練習題目
(A) 在 Google Video Intelligence 文章裡，偵測鏡頭變換的範例用的是哪個影片檔？
(B) 摘錄 Google Video Intelligence 文章中從「這邊的Feature使用了F」往下一直到「cp gs://cloud-samples-data/video/gbikes_dinosaur.mp4 .」的全部文字，一字不改。

原文段落
--

[Day 8] Google Video Intelligence AI - 3 - iT 邦幫忙::一起幫忙解決難題，拯救 IT 人的一天

第 11 屆 iThome 鐵人賽

DAY 8

Google Developers Machine Learning

Overview of Machine Learning Products系列第 8 篇

[Day 8] Google Video Intelligence AI - 3

11th鐵人賽 video intelligence google development

Joseph-bug

2019-09-15 23:57:30

1518 瀏覽

分享至

Google Video Intelligence AI API還有眾多的範例可以學習，今天再講兩個就結束這回合：Detecting shot changes、Recognizing text。

前情提要
我先從python code example找到一些範例的影片

chicago.mp4: gs://cloud-ml-sandbox/video/chicago.mp4

gbikes_dinosaur.mp4: gs://cloud-samples-data/video/gbikes_dinosaur.mp4

googlework_short.mp4: gs://python-docs-samples-tests/video/googlework_short.mp4

Detecting shot changes

在範例裡我使用gbikes_dinosaur.mp4這個檔案，這是一部在Google園區拍gbike + 恐龍的影片。讓我直接把code貼上來，並改成大寫開頭讓外部呼叫。

func ShotChangeURI(w io.Writer, file string) error {
  ctx := context.Background()
  client, err := video.NewClient(ctx)
  if err != nil {
    return err
  }

  op, err := client.AnnotateVideo(ctx, &videopb.AnnotateVideoRequest{
    Features: []videopb.Feature{
      videopb.Feature_SHOT_CHANGE_DETECTION,
    },
    InputUri: file,
  })
  if err != nil {
    return err
  }

  fmt.Fprintf(w, "Running....")
  resp, err := op.Wait(ctx)
  if err != nil {
    return err
  }

  // A single video was processed. Get the first result.
  result := resp.AnnotationResults[0].ShotAnnotations

  for _, shot := range result {
    start, _ := ptypes.Duration(shot.StartTimeOffset)
    end, _ := ptypes.Duration(shot.EndTimeOffset)

    fmt.Fprintf(w, "Shot: %s to %s\n", start, end)
  }

  return nil
}

這邊的Feature使用了Feature_SHOT_CHANGE_DETECTION，影片乍看之下感覺是同一個場景，我來研究看看到底output會是怎樣的變化。

記得要先下載喔: gsutil -m cp gs://cloud-samples-data/video/gbikes_dinosaur.mp4 .

Running....
Shot: 0s to 5.166666s
Shot: 5.233333s to 10.066666s
Shot: 10.1s to 28.133333s
Shot: 28.166666s to 42.766666s

比對影片以後...
Shot 0~5秒都是在拍腳踏車
Shot 5~10秒在從腳踏車處移動到恐龍位置
Shot 10~28秒在從恐龍左側拍恐龍
Shot 28~42秒跑到了恐龍右側繼續拍恐龍

這些變化都能偵測出來，實在有趣。我們就趕快再來看下一個吧！

想看Python詳細介紹，請看這裡：https://cloud.google.com/video-intelligence/docs/shot_detection?authuser=1

Recognizing text

第二段來看看文字識別能力，據說可以偵測出影片裡的字，這又是能辨別到什麼程度呢？趕快把code複製下來看看。

func TextDetectionGCS(w io.Writer, gcsURI string) error {
  ctx := context.Background()

--

提供資料
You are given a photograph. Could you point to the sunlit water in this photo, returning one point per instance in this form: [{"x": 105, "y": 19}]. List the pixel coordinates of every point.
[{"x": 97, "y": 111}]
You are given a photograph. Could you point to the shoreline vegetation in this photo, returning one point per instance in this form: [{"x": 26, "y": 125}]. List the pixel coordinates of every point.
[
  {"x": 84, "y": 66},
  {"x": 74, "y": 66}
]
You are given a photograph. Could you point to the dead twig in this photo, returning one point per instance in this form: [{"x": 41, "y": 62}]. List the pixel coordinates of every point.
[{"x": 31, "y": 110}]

--

參考答案
(A) gbikes_dinosaur.mp4

(B)
這邊的Feature使用了Feature_SHOT_CHANGE_DETECTION，影片乍看之下感覺是同一個場景，我來研究看看到底output會是怎樣的變化。

記得要先下載喔: gsutil -m cp gs://cloud-samples-data/video/gbikes_dinosaur.mp4 .